Stored records:
========

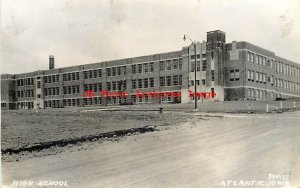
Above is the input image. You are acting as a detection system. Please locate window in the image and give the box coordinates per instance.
[98,69,102,77]
[98,83,102,91]
[247,70,251,81]
[122,66,126,75]
[179,75,182,85]
[56,87,59,95]
[94,83,98,92]
[107,82,111,91]
[144,79,148,88]
[191,62,195,72]
[138,79,142,88]
[138,64,142,73]
[258,56,262,65]
[196,61,200,71]
[144,63,148,73]
[132,65,136,74]
[112,67,116,76]
[160,77,165,86]
[230,70,235,81]
[84,84,88,91]
[76,72,79,80]
[190,80,194,86]
[202,61,207,71]
[112,81,116,90]
[255,72,259,82]
[149,62,154,72]
[117,67,121,75]
[173,75,178,85]
[159,61,165,71]
[72,73,76,80]
[202,79,206,85]
[166,60,172,70]
[93,70,97,78]
[149,78,154,87]
[211,70,215,81]
[166,76,171,86]
[172,59,178,69]
[84,71,88,79]
[247,52,250,62]
[255,54,259,64]
[259,73,263,83]
[107,68,112,76]
[37,81,41,88]
[179,58,182,69]
[88,70,92,78]
[89,84,93,91]
[76,85,80,93]
[235,69,240,81]
[117,81,122,90]
[132,80,137,89]
[123,80,127,90]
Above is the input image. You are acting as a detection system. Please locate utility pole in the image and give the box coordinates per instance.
[184,34,198,109]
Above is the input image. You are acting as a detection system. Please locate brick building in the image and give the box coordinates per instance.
[1,30,300,110]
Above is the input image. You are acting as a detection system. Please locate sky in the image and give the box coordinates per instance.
[1,0,300,74]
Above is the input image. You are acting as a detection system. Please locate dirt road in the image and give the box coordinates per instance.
[2,112,300,188]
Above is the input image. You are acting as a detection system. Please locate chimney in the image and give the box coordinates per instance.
[49,55,55,69]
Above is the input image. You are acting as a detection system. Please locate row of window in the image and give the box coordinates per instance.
[83,69,102,79]
[275,61,300,78]
[107,80,127,91]
[159,59,182,71]
[17,90,34,98]
[64,98,80,107]
[247,70,267,84]
[132,62,154,74]
[191,60,207,72]
[274,78,300,91]
[190,79,206,86]
[63,85,80,95]
[190,54,206,59]
[84,83,102,92]
[16,101,34,109]
[44,100,60,108]
[247,52,267,66]
[247,88,268,99]
[159,75,182,87]
[17,78,34,86]
[63,72,80,81]
[44,87,60,96]
[107,66,126,77]
[45,93,182,108]
[132,78,154,89]
[44,75,60,83]
[230,69,240,81]
[247,51,300,78]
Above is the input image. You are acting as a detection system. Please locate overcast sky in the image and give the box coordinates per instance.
[1,0,300,74]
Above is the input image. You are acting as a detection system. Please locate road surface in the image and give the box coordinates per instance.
[2,112,300,188]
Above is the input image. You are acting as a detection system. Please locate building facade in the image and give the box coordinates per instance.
[1,30,300,110]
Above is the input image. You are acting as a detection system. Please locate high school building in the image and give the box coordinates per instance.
[1,30,300,110]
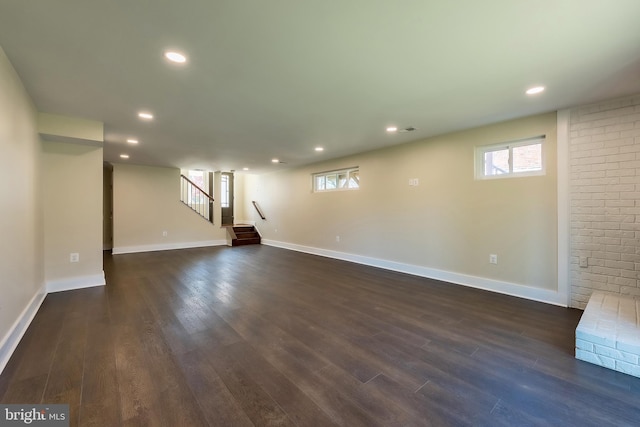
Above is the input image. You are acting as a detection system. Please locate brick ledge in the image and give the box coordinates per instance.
[576,292,640,378]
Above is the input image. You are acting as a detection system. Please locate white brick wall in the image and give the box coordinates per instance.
[570,94,640,308]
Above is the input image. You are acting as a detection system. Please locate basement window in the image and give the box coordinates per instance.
[313,167,359,192]
[475,136,545,179]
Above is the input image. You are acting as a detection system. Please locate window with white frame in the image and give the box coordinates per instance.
[313,167,359,192]
[221,174,230,208]
[475,136,545,179]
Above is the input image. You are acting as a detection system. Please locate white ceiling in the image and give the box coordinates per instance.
[1,1,639,173]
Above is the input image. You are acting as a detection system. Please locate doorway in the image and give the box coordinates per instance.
[221,172,234,225]
[103,162,113,250]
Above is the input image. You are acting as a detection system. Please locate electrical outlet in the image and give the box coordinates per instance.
[70,253,80,263]
[580,256,588,268]
[336,235,340,242]
[162,230,168,237]
[489,254,498,264]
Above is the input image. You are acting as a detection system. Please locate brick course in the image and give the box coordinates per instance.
[569,94,640,308]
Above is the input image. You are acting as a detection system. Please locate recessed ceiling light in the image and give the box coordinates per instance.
[120,154,130,159]
[315,147,324,152]
[138,112,154,120]
[243,167,249,171]
[526,86,545,95]
[126,138,138,144]
[386,126,398,132]
[272,158,279,163]
[164,51,187,64]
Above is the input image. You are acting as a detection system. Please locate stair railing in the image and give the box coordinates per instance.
[180,174,214,223]
[252,201,266,220]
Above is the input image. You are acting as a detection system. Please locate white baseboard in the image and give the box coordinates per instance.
[1,271,108,374]
[0,286,46,374]
[46,271,106,293]
[262,239,567,307]
[112,239,227,255]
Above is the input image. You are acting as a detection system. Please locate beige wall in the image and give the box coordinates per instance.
[0,47,44,359]
[245,112,558,297]
[234,172,247,222]
[112,163,227,252]
[37,113,103,144]
[42,141,103,286]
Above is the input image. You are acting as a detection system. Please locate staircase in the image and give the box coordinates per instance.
[231,225,261,246]
[180,174,214,223]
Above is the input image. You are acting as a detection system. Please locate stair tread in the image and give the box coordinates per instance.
[231,225,261,246]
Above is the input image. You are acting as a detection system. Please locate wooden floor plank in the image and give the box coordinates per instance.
[41,291,94,425]
[208,343,297,427]
[363,374,465,427]
[77,316,120,427]
[223,341,339,427]
[260,308,382,383]
[1,245,640,426]
[175,349,254,427]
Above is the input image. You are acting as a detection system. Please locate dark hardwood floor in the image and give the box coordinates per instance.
[1,245,639,426]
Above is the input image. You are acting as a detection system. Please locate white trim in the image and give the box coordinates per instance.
[0,287,46,374]
[46,271,106,293]
[262,239,567,307]
[557,109,571,307]
[112,239,227,255]
[253,223,262,233]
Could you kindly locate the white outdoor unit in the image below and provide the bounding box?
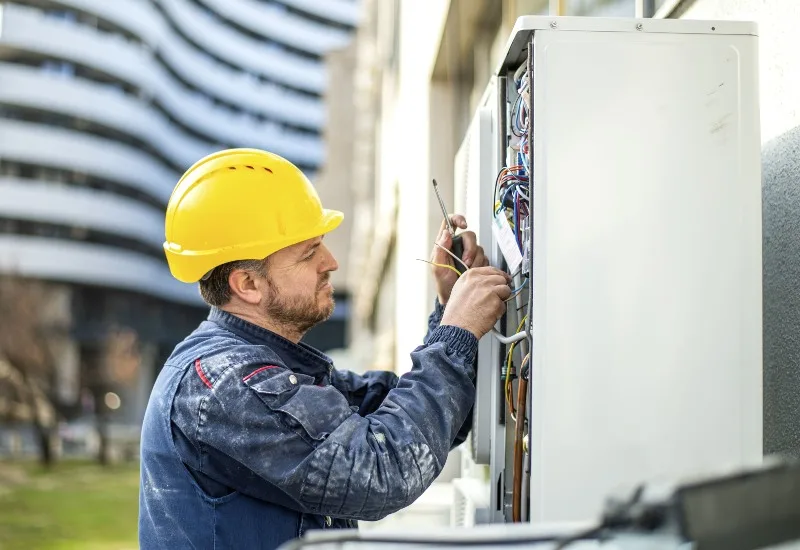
[458,16,763,524]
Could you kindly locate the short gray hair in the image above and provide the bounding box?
[198,259,267,307]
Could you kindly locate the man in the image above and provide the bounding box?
[139,149,511,549]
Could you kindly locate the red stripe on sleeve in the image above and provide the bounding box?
[194,358,213,389]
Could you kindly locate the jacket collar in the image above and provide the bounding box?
[207,307,333,379]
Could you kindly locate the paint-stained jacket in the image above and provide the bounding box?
[138,303,477,550]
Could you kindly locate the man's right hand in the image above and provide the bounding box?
[440,267,512,339]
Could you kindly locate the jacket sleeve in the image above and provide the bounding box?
[424,299,474,449]
[190,325,477,522]
[330,369,399,416]
[423,299,446,345]
[326,299,444,417]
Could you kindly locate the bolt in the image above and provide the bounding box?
[636,23,643,31]
[550,21,557,29]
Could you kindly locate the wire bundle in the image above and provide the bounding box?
[495,72,532,250]
[514,72,532,175]
[494,167,530,249]
[504,68,534,524]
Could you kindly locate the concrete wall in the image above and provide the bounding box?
[677,0,800,457]
[315,43,357,291]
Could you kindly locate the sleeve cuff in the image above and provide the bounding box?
[432,298,445,322]
[427,325,478,364]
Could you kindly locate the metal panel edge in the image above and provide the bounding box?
[495,16,758,75]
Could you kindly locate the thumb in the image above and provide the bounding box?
[432,227,453,265]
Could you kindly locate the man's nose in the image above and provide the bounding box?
[319,243,339,272]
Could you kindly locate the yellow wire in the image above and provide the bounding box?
[506,344,517,422]
[416,259,461,277]
[505,315,528,421]
[434,242,470,272]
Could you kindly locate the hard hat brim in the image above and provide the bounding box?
[165,208,344,284]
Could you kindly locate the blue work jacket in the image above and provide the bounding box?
[138,302,477,549]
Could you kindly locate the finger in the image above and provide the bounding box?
[472,266,513,283]
[459,231,478,266]
[431,227,453,265]
[481,274,511,288]
[494,297,507,319]
[449,214,467,230]
[470,266,499,275]
[494,284,513,300]
[472,246,488,268]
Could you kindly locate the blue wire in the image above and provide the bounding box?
[509,278,529,295]
[519,136,531,174]
[498,181,529,215]
[513,190,521,248]
[511,94,524,137]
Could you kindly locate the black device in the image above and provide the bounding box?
[593,457,800,550]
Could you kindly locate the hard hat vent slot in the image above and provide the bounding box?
[228,167,236,170]
[245,165,255,170]
[263,167,273,174]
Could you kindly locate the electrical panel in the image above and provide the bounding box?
[454,16,762,526]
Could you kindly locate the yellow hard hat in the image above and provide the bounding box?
[163,148,343,283]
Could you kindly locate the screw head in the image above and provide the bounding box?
[636,23,643,30]
[550,21,557,29]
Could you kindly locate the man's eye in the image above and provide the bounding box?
[304,250,317,260]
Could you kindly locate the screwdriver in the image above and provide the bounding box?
[432,179,466,274]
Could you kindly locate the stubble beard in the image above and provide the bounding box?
[264,274,335,336]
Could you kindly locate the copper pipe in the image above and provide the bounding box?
[511,375,528,522]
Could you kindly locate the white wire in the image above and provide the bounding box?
[434,242,469,272]
[491,327,528,345]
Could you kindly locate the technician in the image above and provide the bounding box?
[138,148,511,549]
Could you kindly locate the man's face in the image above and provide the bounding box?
[261,236,338,335]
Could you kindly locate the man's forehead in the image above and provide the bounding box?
[270,236,325,262]
[296,236,324,251]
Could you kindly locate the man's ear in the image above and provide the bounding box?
[228,269,265,305]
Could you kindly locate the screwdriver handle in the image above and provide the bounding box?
[451,234,466,275]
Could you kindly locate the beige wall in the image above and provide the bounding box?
[314,42,358,292]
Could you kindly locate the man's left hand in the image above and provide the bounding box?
[430,214,489,305]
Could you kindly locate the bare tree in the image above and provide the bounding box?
[91,326,140,465]
[0,276,65,466]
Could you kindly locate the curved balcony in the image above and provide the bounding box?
[48,0,326,94]
[0,235,202,306]
[191,0,352,55]
[153,18,325,132]
[0,179,164,249]
[1,3,325,132]
[154,0,326,92]
[0,119,177,205]
[0,63,214,172]
[1,4,324,166]
[273,0,361,27]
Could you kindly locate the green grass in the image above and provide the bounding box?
[0,460,139,550]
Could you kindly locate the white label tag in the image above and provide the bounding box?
[492,214,523,273]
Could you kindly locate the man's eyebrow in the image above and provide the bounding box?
[302,240,322,253]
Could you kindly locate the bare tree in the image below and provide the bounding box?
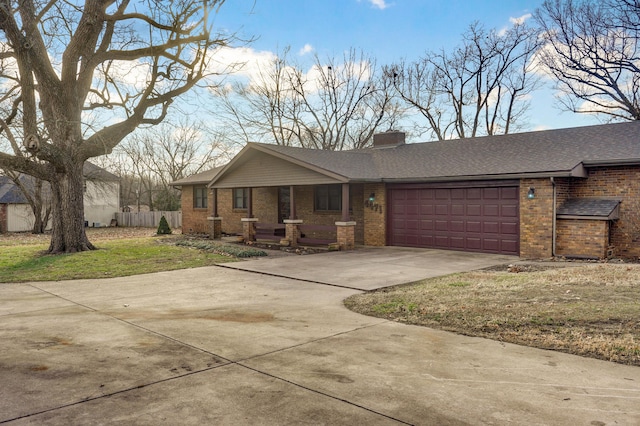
[0,1,237,253]
[214,48,403,150]
[388,21,540,140]
[535,0,640,120]
[112,119,228,211]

========

_WORK ITEM:_ Pictures don't belong in the copy. Retype exactly the lines from the one with "Could you kindly locate the white label" through the last line of the records.

_SOLUTION FOR THIS TASK:_
Could you kindly locate the white label tag in the image above and provide the bounding box?
[492,214,523,273]
Could you kindly locate the man's eyebrow in the image above and provide the bounding box?
[302,240,322,253]
Could you kindly locate the bare tree in the image below and provide the bounding box?
[0,1,237,253]
[214,48,403,150]
[388,21,540,140]
[535,0,640,120]
[112,119,228,211]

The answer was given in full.